TASK INSTRUCTIONS:
Rewrite every line from the start of the data up to and including the line with "56), (132, 50)]". Keep the requests unchanged, and multiply each coordinate in the answers by 2.6, rounding to whole numbers with halves going up.

═════ MATERIAL SUPPLIED

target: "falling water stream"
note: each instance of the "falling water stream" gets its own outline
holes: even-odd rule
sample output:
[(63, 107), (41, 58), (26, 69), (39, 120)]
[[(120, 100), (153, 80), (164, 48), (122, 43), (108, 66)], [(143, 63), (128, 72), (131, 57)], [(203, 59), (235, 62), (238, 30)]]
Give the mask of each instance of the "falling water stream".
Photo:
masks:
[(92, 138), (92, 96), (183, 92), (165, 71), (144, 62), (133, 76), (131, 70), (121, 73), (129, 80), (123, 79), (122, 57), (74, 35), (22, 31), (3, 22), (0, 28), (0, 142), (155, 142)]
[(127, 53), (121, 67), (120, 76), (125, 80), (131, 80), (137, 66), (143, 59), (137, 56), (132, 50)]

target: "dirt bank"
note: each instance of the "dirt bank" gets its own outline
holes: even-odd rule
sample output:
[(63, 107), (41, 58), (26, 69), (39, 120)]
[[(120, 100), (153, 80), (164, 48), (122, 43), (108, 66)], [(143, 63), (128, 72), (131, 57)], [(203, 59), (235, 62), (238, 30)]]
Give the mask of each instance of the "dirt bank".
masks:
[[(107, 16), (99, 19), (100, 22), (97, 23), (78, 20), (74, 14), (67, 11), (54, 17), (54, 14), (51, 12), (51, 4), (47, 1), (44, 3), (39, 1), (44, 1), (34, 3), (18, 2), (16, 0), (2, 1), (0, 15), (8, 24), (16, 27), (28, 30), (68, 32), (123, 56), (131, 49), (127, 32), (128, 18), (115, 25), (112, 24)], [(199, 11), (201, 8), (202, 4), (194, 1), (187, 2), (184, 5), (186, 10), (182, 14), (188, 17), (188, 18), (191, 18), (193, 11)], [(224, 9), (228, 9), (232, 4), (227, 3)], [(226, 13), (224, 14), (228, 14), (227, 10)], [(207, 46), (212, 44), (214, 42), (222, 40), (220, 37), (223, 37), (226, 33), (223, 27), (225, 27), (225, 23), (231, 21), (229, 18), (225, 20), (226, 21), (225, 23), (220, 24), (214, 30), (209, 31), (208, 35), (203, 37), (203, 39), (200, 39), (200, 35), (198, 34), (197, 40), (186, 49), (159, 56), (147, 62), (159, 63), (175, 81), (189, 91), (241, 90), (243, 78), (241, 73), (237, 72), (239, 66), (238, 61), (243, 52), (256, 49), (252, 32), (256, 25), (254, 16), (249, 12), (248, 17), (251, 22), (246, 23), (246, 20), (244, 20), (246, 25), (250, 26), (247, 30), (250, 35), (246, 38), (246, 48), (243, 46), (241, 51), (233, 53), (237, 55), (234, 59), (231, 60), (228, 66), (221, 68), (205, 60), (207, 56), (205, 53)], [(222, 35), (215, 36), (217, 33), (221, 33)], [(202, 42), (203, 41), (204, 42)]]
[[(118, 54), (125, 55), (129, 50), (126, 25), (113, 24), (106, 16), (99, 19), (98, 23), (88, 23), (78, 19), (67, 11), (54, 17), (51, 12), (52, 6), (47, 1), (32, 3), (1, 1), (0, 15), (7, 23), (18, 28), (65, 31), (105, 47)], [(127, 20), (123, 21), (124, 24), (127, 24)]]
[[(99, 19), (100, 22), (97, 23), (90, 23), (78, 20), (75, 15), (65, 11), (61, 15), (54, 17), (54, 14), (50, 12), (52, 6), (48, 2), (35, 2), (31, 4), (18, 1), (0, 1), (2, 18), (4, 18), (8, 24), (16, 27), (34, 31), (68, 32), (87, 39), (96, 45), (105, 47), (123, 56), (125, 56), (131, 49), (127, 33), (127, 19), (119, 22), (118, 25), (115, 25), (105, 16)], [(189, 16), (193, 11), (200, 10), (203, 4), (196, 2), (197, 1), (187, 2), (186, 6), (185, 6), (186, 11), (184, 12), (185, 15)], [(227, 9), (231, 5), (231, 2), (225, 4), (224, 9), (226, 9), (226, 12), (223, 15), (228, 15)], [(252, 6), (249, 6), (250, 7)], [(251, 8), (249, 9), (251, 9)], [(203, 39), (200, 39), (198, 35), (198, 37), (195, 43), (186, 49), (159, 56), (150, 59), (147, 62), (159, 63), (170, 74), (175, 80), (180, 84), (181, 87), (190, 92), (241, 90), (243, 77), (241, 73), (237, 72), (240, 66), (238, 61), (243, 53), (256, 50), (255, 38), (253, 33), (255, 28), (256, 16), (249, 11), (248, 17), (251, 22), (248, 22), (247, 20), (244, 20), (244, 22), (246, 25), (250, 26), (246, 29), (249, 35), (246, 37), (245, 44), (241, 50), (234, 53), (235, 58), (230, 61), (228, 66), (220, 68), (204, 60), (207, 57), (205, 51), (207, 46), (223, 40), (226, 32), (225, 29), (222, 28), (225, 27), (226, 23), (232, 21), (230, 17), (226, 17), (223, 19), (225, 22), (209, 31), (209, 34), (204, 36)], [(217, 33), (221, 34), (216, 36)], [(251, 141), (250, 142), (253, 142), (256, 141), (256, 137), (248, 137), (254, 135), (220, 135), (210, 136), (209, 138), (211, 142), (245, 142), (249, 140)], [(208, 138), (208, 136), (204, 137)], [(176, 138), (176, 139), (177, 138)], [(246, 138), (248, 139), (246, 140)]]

══════════

REPLY:
target: "falling water stream"
note: each instance of the "falling water stream" gets its own outline
holes: even-odd rule
sample output:
[(63, 107), (41, 58), (26, 69), (39, 120)]
[[(120, 100), (153, 80), (164, 48), (122, 43), (108, 66)], [(143, 63), (128, 72), (131, 57)], [(203, 59), (235, 62), (238, 30)]]
Give the mask of each instance of the "falling water stream".
Photo:
masks:
[(239, 359), (239, 250), (476, 239), (429, 185), (374, 161), (346, 198), (341, 182), (315, 190), (335, 208), (320, 205), (317, 148), (192, 91), (57, 81), (8, 57), (0, 73), (0, 369), (403, 369)]
[(330, 138), (315, 174), (312, 198), (325, 208), (341, 208), (356, 172), (372, 153), (356, 146), (343, 130)]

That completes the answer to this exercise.